Records from a point annotation dataset
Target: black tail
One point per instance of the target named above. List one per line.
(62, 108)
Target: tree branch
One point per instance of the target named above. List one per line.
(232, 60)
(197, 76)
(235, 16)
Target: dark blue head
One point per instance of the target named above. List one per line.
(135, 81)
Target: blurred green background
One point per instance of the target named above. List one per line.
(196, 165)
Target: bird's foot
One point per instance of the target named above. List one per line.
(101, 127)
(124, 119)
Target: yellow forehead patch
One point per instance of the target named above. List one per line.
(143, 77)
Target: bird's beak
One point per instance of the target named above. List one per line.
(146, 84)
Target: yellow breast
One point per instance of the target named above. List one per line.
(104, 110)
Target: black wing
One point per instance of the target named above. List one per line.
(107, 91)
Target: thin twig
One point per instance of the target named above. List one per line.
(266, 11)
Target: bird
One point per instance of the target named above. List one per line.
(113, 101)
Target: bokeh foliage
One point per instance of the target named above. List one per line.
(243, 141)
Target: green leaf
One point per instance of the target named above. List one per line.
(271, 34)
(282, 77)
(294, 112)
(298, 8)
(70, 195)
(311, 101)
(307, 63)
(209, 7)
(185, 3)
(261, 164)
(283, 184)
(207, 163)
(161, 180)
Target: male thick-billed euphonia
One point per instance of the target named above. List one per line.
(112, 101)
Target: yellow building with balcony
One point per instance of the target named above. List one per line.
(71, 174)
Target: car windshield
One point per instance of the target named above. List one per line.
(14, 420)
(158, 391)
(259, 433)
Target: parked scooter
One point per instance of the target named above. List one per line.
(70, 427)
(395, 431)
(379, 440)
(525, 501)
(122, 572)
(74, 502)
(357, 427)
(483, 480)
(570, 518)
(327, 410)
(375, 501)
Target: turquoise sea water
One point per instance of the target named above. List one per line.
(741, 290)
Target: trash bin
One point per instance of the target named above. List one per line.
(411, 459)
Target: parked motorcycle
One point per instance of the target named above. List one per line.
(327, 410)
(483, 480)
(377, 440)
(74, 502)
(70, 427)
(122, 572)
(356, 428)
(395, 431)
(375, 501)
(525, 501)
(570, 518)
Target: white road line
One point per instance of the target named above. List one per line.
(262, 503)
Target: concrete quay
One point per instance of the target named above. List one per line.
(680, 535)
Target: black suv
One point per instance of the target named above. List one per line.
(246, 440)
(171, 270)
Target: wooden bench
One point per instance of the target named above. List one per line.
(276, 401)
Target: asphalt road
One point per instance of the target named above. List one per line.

= JOB =
Pull out every entry above verbatim, reproducing each line unchanged and in its original order.

= RESPONSE =
Target: black tail
One point per instance of the target named above. List one per line.
(62, 108)
Target: tree branch
One point per instance of the target named above. List one per line.
(232, 60)
(197, 76)
(235, 16)
Target: dark blue head
One point per instance of the target named above. List one per line.
(135, 81)
Target: blurred green background
One point per instance of the target named above. List one per line.
(196, 165)
Target: bird's foot
One point per instance of the target named above. List one per line.
(101, 127)
(124, 119)
Target: yellow forehead patch
One point per instance of the target named above. List one per line.
(143, 77)
Target: bird's beak
One point per instance of the target named above. List one per line.
(146, 84)
Target: yellow breast
One point per instance of the target named above. List one per line.
(104, 110)
Target: black wing
One point per instance of the target named above. List one per line.
(107, 91)
Target: thin twig
One point per instance of the target named above. List one per line.
(266, 11)
Target: bird
One point per instance of the target named above. List one per line.
(113, 101)
Target: bokeh foliage
One point per instance of the target named above. List one per line.
(243, 141)
Target: green leaf
One point per instance of the target named above. List one per line.
(271, 34)
(282, 77)
(294, 112)
(298, 8)
(70, 195)
(311, 101)
(307, 63)
(209, 7)
(185, 3)
(261, 164)
(283, 184)
(207, 163)
(161, 180)
Target: male thick-billed euphonia
One point per instance of the target named above. List one per line.
(112, 101)
Target: yellow building with balcony
One point per instance of the target named above. List one per line.
(71, 174)
Target: car windshield
One point per instance of the target named above. List one per line.
(14, 420)
(158, 391)
(259, 433)
Target: parked scooter
One point per instance of the target named above. List one per line.
(70, 427)
(395, 431)
(379, 440)
(525, 501)
(122, 572)
(74, 502)
(357, 427)
(483, 480)
(570, 518)
(327, 410)
(375, 501)
Target: turquoise sea water
One point per instance of the target named above. List one per line.
(741, 290)
Target: trash bin
One point per instance of the target named above. List one per line.
(411, 459)
Target: parked motorcycle
One point per instance of the target named above. List one per line.
(327, 410)
(483, 480)
(377, 440)
(74, 502)
(70, 427)
(122, 572)
(356, 428)
(395, 431)
(375, 501)
(525, 501)
(570, 518)
Target: white road line
One point per instance of the target named above. List one per line.
(262, 503)
Target: concrete quay
One point per instance of the target named above. List one per line.
(680, 535)
Target: black suv
One point per instance of the target named above. List one per line.
(246, 440)
(171, 270)
Target: wooden bench
One point per instance of the target named above. List one per line.
(276, 401)
Target: asphalt road
One point per instance of the target named above. List one per line.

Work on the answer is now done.